(Image-grounded pointing data)
·····
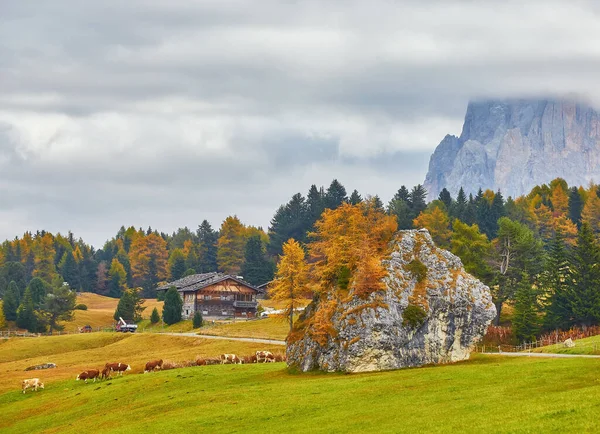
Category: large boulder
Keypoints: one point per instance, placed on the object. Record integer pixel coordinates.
(431, 311)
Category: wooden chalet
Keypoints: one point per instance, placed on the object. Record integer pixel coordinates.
(216, 295)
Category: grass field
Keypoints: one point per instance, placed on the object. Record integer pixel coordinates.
(487, 394)
(75, 353)
(268, 328)
(101, 310)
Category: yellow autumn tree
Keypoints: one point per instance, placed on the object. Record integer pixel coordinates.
(436, 221)
(148, 260)
(44, 253)
(591, 211)
(291, 279)
(231, 245)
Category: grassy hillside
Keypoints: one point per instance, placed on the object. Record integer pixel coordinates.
(589, 345)
(75, 353)
(487, 394)
(101, 310)
(268, 328)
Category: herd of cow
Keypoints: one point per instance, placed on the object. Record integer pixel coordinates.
(120, 368)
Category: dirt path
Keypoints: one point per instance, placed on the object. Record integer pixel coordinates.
(550, 355)
(227, 338)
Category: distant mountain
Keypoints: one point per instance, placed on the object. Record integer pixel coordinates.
(514, 145)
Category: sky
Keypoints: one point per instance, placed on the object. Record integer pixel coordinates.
(163, 113)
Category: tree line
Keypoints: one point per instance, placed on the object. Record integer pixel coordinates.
(511, 245)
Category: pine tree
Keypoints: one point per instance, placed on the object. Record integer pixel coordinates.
(417, 202)
(291, 279)
(197, 320)
(172, 307)
(231, 245)
(117, 279)
(557, 282)
(335, 195)
(176, 264)
(585, 299)
(26, 318)
(10, 302)
(69, 270)
(154, 317)
(257, 269)
(575, 206)
(526, 322)
(355, 198)
(446, 197)
(207, 240)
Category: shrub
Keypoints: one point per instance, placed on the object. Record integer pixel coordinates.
(197, 320)
(417, 269)
(413, 316)
(154, 317)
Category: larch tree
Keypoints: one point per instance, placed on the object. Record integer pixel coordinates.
(148, 257)
(291, 278)
(117, 279)
(45, 252)
(231, 245)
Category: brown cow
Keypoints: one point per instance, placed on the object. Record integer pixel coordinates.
(264, 357)
(118, 367)
(88, 375)
(34, 383)
(151, 366)
(106, 373)
(230, 358)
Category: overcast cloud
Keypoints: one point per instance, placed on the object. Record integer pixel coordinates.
(167, 112)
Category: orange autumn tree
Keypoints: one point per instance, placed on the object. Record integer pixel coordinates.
(291, 279)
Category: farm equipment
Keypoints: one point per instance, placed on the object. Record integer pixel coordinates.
(124, 326)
·····
PROBLEM DESCRIPTION — Write out the data above exactly as it appears, but without any image.

THE COMPLETED TASK —
Category: large boulder
Keypoints: one point per instance, placed on the object. Record integer pixel coordinates.
(431, 311)
Category: wooden chalet
Keypoints: one point per instance, placed on the object. Record integer pixel coordinates.
(216, 295)
Category: grass field
Keypoints: one point per instance, placed on the object. Record integer pixel coordinates.
(487, 394)
(75, 353)
(268, 328)
(101, 310)
Category: yellow autumn tree
Keypoints: one point per instance, placed on the object. Record integer pixel coordinates.
(436, 221)
(148, 260)
(44, 253)
(591, 211)
(291, 279)
(231, 245)
Category: grassy hillside
Keypoints: one point per instance, placed on the object. Record integer pixel coordinates.
(589, 345)
(75, 353)
(487, 394)
(101, 310)
(268, 328)
Category: herd of cow
Keypoints: one point per instance, placed on the object. Record integer pixel coordinates.
(120, 368)
Category: dirt path
Keypoints: one point per instance, placed on the object. Record integer pixel coordinates.
(550, 355)
(227, 338)
Category: distant mountain
Keypoints: one point per instance, placed on the object. Record integer pixel coordinates.
(514, 145)
Category: sky
Keypoints: one point per instance, placed on the object. Record integer pixel coordinates.
(163, 113)
Category: tree line
Keypoints: one point per instance, placed on the object. Record integer pixel coordinates.
(511, 245)
Category: pine tree
Keypoints: one point per instance, placed on the object. Record integer pixel coordinates.
(417, 202)
(291, 279)
(197, 320)
(172, 307)
(231, 245)
(117, 279)
(557, 282)
(335, 195)
(176, 264)
(585, 299)
(26, 318)
(10, 302)
(69, 270)
(154, 317)
(257, 269)
(575, 206)
(526, 322)
(355, 198)
(446, 197)
(207, 240)
Category: shrub
Keypoints: one point per instance, placed on the object. Record integer pixel coordinates.
(197, 320)
(417, 269)
(413, 316)
(154, 317)
Category: larch tree
Keypoints: one point per instance, placed on the object. Record integer pixel coordinates.
(148, 257)
(291, 278)
(117, 279)
(45, 252)
(231, 245)
Category: brown cow
Keypoints: one point per instance, placed on the object. Record integer pixel coordinates.
(264, 357)
(118, 367)
(88, 375)
(34, 383)
(151, 366)
(106, 373)
(230, 358)
Category: overcast cloud
Keypoints: one point per instance, placed on the object. Record integer pixel coordinates.
(167, 112)
Category: orange autumn tree
Keypoints: one point per instance, placed on the object. Record integer pixel coordinates.
(291, 279)
Category: farm equipment
Keypoints: one point per instance, placed on the object. Record integer pixel coordinates.
(124, 326)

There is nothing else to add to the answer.